#### Information provided
--

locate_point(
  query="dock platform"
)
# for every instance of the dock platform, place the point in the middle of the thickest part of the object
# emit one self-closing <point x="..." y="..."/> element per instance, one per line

--

#### Directions for this task
Please copy out every line in the listing that has the string "platform".

#### Output below
  query="dock platform"
# for every instance of the dock platform, place the point in the middle of the thickest part of the object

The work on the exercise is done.